(Coordinate labeling records)
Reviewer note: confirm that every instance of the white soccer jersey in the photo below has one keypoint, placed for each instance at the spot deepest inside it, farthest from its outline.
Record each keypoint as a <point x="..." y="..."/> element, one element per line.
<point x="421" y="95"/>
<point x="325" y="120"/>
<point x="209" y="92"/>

▶ Exercise aim
Edit the records above by changing every "keypoint" to "marker" and leaving everything else unchanged.

▶ Answer to the problem
Reviewer note: confirm that every instance of the white soccer jersey in the photo below has one marker, placed for each instance at the spot deepest inside it, farthest from its outline.
Record each marker as a <point x="..." y="..."/> element, one element per line.
<point x="421" y="95"/>
<point x="325" y="120"/>
<point x="209" y="92"/>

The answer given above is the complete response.